- **本文**:
___
ネットの疑問・お悩み

いま見ているウェブサイト、本当に安全?信頼できるサイトを見分ける6つのルール

インターネットでの個人情報の入力やオンラインバンキングによる送金が当たり前となった今、意識しなければならないのが「そのウェブサイトは安全なのか?」「信頼できるのか?」という点です。アクセスしているウェブサイトの安全性は、どのようにチェックすればよいのでしょうか? 確認すべきポイントと確認方法をご紹介します。

そのサイト、本当に大夫? 増え続けるネット詐欺

ウェブサービス利用時の個人情報やオンライン決済時のカード情報など、インターネットに重要な情報を入力することが当たり前となりました。情報を入力する機会が増えるのにしたがって、実在する企業やサービスを装ったサイトで個人情報をだまし取ろうとする「偽サイト」も増えています。

たとえば、2018年1月には、Googleを騙(かた)るフィッシングサイトが報告されました。ブラウザ上に突如「おめでとうございます! ○○の当選者に選ばれました」などと表示された後に簡単なクイズが出現。回答すると高額な商品が安価に購入できるという主旨のメッセージと共に、個人情報とクレジットカード情報の入力を促されます。

この詐欺サイトの特徴は、とても手が込んでいたという点。「冗談だと思ったけど、本当に届いた」といった偽ユーザーのコメントや、焦らせようとプレゼントの受け取り期限を示すカウントダウン表示まで設けられていました。

詐欺サイトは年々手口が巧妙化してきており、パッと見ただけでは詐欺サイトであると判断できないようなサイトも増えています。個人情報やクレジットカード情報などを入力する際は、そのサイトが本当に安全なのか、私たち利用者側にもきちんと判断できるかが求められるのです。

サイトが安全かどうか見分けるには、なにをチェックすればいい?

まずは、アドレス欄をチェック!

サイトが安全かどうか見分けるには、なにをチェックすればいい?
インターネットネコ

【ルール1】チェックすべきは鍵のマーク

どのサイトでも、開くとアドレスバーにページのURLが表示されます。まずはそこに「鍵のマーク」が付いているかを確認しましょう。
___
収集データ:
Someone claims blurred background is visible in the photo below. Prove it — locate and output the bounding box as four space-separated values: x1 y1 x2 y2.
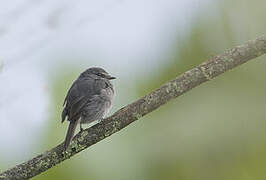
0 0 266 180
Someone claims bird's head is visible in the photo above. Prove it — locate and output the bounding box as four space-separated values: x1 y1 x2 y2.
81 67 116 80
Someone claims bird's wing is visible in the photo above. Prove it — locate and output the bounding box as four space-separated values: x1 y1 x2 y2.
62 78 105 122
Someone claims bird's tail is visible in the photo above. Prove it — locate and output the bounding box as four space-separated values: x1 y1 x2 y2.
64 120 78 151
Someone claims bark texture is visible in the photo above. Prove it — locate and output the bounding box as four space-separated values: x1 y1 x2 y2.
0 36 266 180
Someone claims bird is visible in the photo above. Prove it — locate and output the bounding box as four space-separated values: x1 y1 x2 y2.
61 67 116 151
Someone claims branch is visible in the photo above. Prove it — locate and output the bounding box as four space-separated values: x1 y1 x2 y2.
0 36 266 179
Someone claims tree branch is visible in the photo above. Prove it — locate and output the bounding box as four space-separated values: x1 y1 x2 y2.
0 36 266 180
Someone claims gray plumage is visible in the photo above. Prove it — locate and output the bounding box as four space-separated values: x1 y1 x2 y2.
62 67 115 150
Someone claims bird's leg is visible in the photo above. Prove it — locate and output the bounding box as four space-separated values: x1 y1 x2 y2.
79 123 83 132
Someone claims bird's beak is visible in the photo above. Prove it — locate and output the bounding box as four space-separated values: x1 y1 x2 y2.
108 76 116 80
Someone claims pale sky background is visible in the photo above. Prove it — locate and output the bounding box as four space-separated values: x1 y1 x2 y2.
0 0 215 162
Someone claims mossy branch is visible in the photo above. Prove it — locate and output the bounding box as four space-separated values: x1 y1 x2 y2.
0 36 266 180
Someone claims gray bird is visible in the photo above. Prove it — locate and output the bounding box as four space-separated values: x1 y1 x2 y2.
62 67 115 151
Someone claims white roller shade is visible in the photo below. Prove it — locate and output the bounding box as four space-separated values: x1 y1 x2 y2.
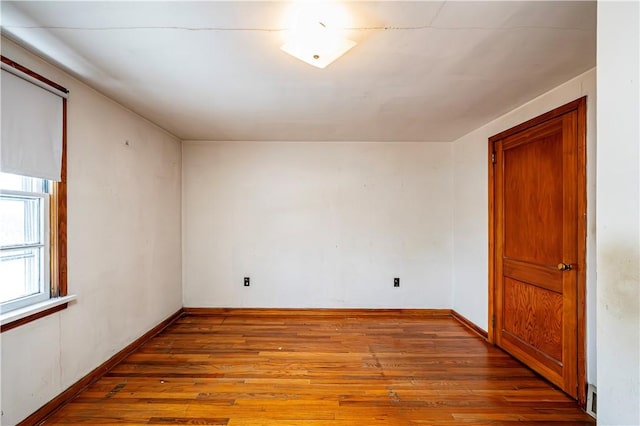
0 69 62 181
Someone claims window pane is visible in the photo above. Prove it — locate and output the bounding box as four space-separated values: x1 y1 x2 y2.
0 194 43 247
0 248 44 303
0 173 49 193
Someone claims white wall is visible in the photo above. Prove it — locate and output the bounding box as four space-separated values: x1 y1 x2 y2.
0 39 182 425
597 1 640 425
453 68 596 383
183 142 452 308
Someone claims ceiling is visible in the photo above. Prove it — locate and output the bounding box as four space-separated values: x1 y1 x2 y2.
2 1 596 141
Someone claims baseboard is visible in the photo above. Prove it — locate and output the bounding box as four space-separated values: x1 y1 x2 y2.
451 309 489 340
183 307 452 318
18 308 184 426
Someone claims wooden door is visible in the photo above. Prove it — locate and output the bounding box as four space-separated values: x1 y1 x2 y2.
489 98 585 400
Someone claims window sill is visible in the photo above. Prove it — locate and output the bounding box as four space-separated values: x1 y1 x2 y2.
0 295 76 333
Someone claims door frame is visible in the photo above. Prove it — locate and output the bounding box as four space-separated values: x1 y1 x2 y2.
488 96 587 408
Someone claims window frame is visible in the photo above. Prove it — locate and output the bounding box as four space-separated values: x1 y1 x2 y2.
0 55 69 333
0 186 52 313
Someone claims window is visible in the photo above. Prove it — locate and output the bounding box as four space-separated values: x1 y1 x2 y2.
0 56 67 332
0 173 51 312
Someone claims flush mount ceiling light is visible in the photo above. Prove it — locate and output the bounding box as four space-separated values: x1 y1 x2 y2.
280 2 356 68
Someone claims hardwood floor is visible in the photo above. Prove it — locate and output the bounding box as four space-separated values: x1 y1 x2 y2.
45 310 595 426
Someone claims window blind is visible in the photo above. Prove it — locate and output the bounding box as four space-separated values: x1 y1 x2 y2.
0 67 63 181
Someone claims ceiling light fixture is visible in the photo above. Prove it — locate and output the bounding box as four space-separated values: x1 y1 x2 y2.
280 2 356 68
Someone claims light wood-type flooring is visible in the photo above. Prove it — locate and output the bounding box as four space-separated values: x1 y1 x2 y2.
45 310 594 426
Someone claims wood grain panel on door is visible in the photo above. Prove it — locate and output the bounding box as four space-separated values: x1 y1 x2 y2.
489 98 585 400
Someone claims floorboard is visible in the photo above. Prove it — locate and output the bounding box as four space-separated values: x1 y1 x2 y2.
45 310 595 426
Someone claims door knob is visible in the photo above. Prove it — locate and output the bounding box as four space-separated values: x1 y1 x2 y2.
558 263 571 271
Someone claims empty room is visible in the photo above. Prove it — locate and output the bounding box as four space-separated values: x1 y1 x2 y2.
0 0 640 426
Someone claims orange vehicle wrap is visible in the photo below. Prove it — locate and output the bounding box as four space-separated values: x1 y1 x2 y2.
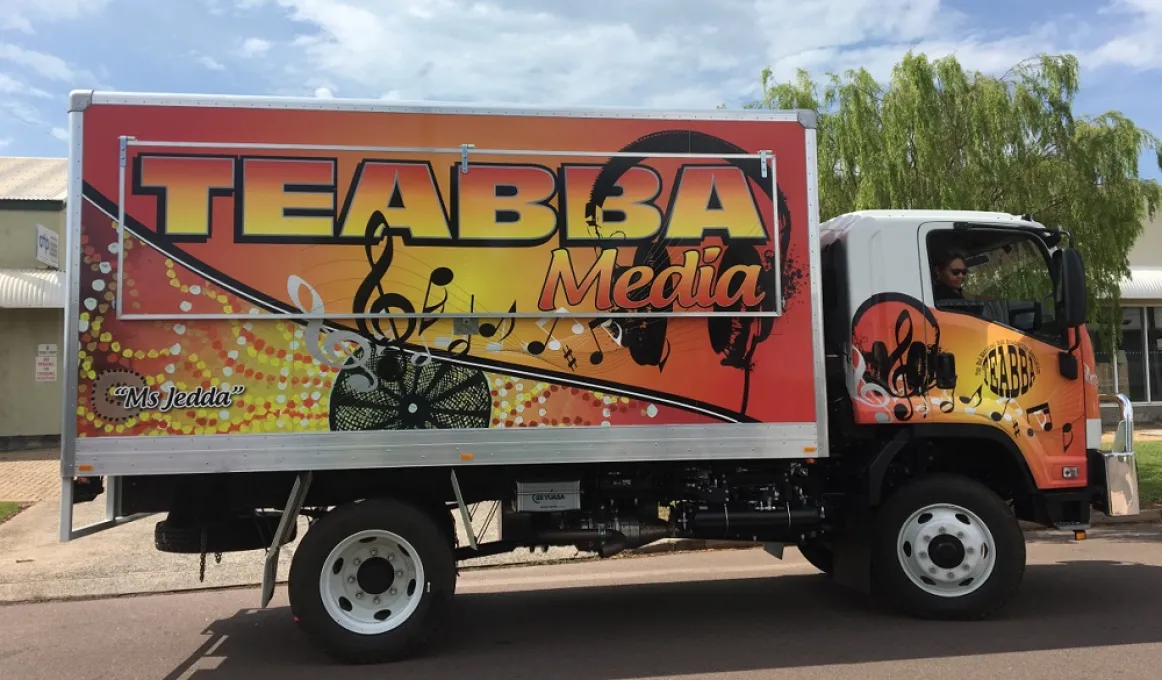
849 294 1097 488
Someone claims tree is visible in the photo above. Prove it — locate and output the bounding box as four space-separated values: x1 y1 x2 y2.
747 52 1162 337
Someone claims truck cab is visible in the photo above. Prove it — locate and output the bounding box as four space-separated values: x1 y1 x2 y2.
820 210 1138 528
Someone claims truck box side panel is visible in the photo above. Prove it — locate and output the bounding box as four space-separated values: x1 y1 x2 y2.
67 100 822 474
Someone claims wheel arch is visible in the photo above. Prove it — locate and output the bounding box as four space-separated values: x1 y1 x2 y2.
867 423 1038 507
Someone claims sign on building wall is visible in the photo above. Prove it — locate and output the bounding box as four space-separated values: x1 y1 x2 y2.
36 224 60 270
36 344 57 382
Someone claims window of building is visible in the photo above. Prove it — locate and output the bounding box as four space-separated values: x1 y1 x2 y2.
1089 306 1162 403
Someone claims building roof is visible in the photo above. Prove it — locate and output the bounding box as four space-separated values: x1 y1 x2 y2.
0 270 65 309
1121 266 1162 302
0 156 69 201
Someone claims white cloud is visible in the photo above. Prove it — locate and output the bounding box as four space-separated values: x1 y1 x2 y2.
0 0 110 34
198 55 225 71
0 73 52 99
235 0 1162 108
1086 0 1162 69
242 37 272 57
0 43 81 80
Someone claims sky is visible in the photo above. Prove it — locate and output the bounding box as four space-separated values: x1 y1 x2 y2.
0 0 1162 178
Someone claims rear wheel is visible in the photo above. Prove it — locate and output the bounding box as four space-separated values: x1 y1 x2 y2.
872 475 1026 620
288 499 456 664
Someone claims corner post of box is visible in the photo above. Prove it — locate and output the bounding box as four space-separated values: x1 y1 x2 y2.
58 90 93 543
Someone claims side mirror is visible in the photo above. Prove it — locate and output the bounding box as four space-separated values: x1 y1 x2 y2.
1057 248 1086 328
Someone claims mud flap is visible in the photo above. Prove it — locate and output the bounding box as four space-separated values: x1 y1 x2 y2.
832 502 875 595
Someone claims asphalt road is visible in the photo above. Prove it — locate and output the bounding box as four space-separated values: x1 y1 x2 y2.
0 525 1162 680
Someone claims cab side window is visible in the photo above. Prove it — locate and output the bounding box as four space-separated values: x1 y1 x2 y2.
927 229 1060 342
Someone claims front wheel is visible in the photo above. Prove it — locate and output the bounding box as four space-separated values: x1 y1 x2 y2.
288 499 456 664
872 475 1026 620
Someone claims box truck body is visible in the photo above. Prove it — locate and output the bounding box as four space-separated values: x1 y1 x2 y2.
66 92 825 475
60 92 1139 661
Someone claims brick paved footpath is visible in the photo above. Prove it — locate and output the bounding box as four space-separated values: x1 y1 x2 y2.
0 449 60 503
___
- **やること**:
• 1. サイトの安全性についての本文から、「インターネットでの個人情報の」から「ード情報の入力を促されます。」までを全部、一字も変えずに書き写してください。
• 2. 記録のうち、「Someone claims bark」を含む行から「0 0 215 162」を含む行まで（どちらの行も含む）の分だけを、「入力」と「出力」の2列のCSVにしてください。1件を1行とし、記録の文とその答えをそれぞれ引用符で囲んだ1つの欄に入れ、改行は空白に置き換えてください。

- **解答例**:
• 1.
インターネットでの個人情報の入力やオンラインバンキングによる送金が当たり前となった今、意識しなければならないのが「そのウェブサイトは安全なのか?」「信頼できるのか?」という点です。アクセスしているウェブサイトの安全性は、どのようにチェックすればよいのでしょうか? 確認すべきポイントと確認方法をご紹介します。

そのサイト、本当に大夫? 増え続けるネット詐欺

ウェブサービス利用時の個人情報やオンライン決済時のカード情報など、インターネットに重要な情報を入力することが当たり前となりました。情報を入力する機会が増えるのにしたがって、実在する企業やサービスを装ったサイトで個人情報をだまし取ろうとする「偽サイト」も増えています。

たとえば、2018年1月には、Googleを騙(かた)るフィッシングサイトが報告されました。ブラウザ上に突如「おめでとうございます! ○○の当選者に選ばれました」などと表示された後に簡単なクイズが出現。回答すると高額な商品が安価に購入できるという主旨のメッセージと共に、個人情報とクレジットカード情報の入力を促されます。

• 2.
入力,出力
"Someone claims bark texture is visible in the photo above. Prove it — locate and output the bounding box as four space-separated values: x1 y1 x2 y2.","0 36 266 180"
"Someone claims bird is visible in the photo above. Prove it — locate and output the bounding box as four space-separated values: x1 y1 x2 y2.","61 67 116 151"
"Someone claims branch is visible in the photo above. Prove it — locate and output the bounding box as four space-separated values: x1 y1 x2 y2.","0 36 266 179"
"Someone claims tree branch is visible in the photo above. Prove it — locate and output the bounding box as four space-separated values: x1 y1 x2 y2.","0 36 266 180"
"Someone claims gray plumage is visible in the photo above. Prove it — locate and output the bounding box as four space-separated values: x1 y1 x2 y2.","62 67 115 150"
"Someone claims bird's leg is visible in the photo above. Prove it — locate and output the bounding box as four space-separated values: x1 y1 x2 y2.","79 123 83 132"
"Someone claims bird's beak is visible in the photo above. Prove it — locate and output the bounding box as four space-separated values: x1 y1 x2 y2.","108 76 116 80"
"Someone claims pale sky background is visible in the photo above. Prove it — locate and output the bounding box as four space-separated values: x1 y1 x2 y2.","0 0 215 162"